Sac. Gerolamo Devoto

 

Introduzione

L'Oratorio di Sant'Erasmo, che appartiene alla Confraternita omonima, fa parte di Corte, quartiere di Santa Margherita Ligure. 
Corte (la Curtis romana), posta nella parte meridionale dell'antica Pescino, nome che il territorio posto fra Rapallo e Portofino mantenne fino al tardo Medioevo, è una località marinara che fu sempre dotata di un comodo approdo. 
Il piccolo edificio sacro con minuscolo campanile, posto ai piedi della maestosa scalinata che porta alla chiesa di San Giacomo di Corte, parrocchia dalla quale dipende, è ubicato in uno dei luoghi più adatti per essere dedicata a Sant'Erasmo, Patrono della gente di mare: prospiciente al porto, il cui molo fu costruito nell'ottocento per la pertinacia della gente di Corte, e sopra la spianata dove ac-costano le barche con le cassette di pesce appena scaricate dai pescherecci.

• [Estratto del dataset]
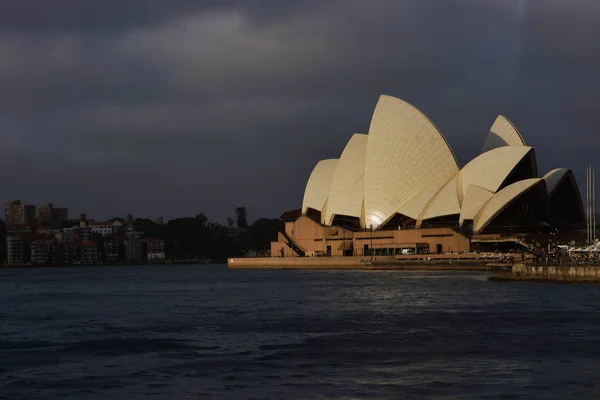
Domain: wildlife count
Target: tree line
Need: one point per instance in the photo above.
(197, 238)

• [Esercizio proposto A] In base al brano sull'Oratorio di Sant'Erasmo, spiega in una-tre frasi perché il luogo in cui sorge l'edificio è tra i più adatti alla dedica a questo santo.
• [Esercizio proposto B] Continua il brano sull'Oratorio di Sant'Erasmo di Corte a partire dalla sua ultima frase.
Il materiale riportato sopra proviene da una fonte diversa dal brano.

• [Risposta corretta A] Sant'Erasmo è il patrono della gente di mare, e l'oratorio si affaccia sul porto di Corte. Sorge inoltre sopra la spianata dove accostano le barche con le cassette di pesce appena scaricate dai pescherecci.

• [Risposta corretta B]
Santa Margherita ha ricche e splendide parrocchie (La Basilica di Margherita d'Antiochia, San Giacomo, San Siro, San Lorenzo della Costa e Nozarego) e alcuni oratori che potrebbero, da soli, essere il vanto di parecchie cittadine delle dimensioni di Santa Margherita. 
Fra questi l'Oratorio di Sant'Erasmo di cui ci occuperemo parlando del santo titolare, della chiesa e della sua Confraternita.

 

 

Sant'Erasmo

 

Per poter conoscere meglio la figura di Sant'Erasmo, che fu un martire del IV secolo, è necessario fare una panoramica di quel tempo prima di entrare nei dettagli, affatto facili da ricostruire, dato che la storia della sua vita, non supportata da sufficienti testimonianze e documentazioni, è in gran parte avvolta nella leggenda. 
Erasmo era un nome tipico, comune anche ad altri santi della Siria, latinizzato dal nome greco Orao che significa piacevole, gradevole. 
Il Nostro nacque ad Antiochia (l'attuale Antykia in Turchia nel Mediterraneo orientale ai confini della Siria), da una semplice famiglia di lavoratori del mare, verso la metà del IV secolo quando Aureliano, che voleva ristabilire l'unità dell'Impero, turbata dalle forze centrifughe - fra le quali il Cristianesimo - aveva iniziato un'ennesima persecuzione. 
Erasmo fu cristiano, sacerdote e persino vescovo in quella città che diventò il centro più importante dell'esegesi letterale della Bibbia.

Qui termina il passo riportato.